━━ DATA FOR THE TASK ━━

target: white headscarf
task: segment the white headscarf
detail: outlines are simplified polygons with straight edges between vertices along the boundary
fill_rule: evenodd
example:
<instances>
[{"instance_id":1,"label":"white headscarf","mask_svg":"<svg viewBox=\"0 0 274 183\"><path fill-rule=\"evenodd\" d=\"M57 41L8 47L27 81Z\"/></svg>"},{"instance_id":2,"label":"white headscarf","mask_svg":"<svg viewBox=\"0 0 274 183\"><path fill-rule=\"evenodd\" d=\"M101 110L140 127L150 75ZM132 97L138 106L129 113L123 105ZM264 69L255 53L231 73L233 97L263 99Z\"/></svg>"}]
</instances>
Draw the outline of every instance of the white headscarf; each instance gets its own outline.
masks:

━━━

* **WHAT IS EXPECTED**
Reproduce the data above line for line, leaving every character unchanged.

* **IN RESPONSE**
target: white headscarf
task: segment the white headscarf
detail: outlines are simplified polygons with straight edges between vertices along the boundary
fill_rule: evenodd
example:
<instances>
[{"instance_id":1,"label":"white headscarf","mask_svg":"<svg viewBox=\"0 0 274 183\"><path fill-rule=\"evenodd\" d=\"M57 41L8 47L27 81Z\"/></svg>"},{"instance_id":2,"label":"white headscarf","mask_svg":"<svg viewBox=\"0 0 274 183\"><path fill-rule=\"evenodd\" d=\"M101 110L140 127L150 75ZM132 97L138 106L129 113L123 105ZM264 69L255 53L231 73L233 97L263 99Z\"/></svg>"}]
</instances>
Draw the outline of every instance of the white headscarf; each instance gets its own outline.
masks:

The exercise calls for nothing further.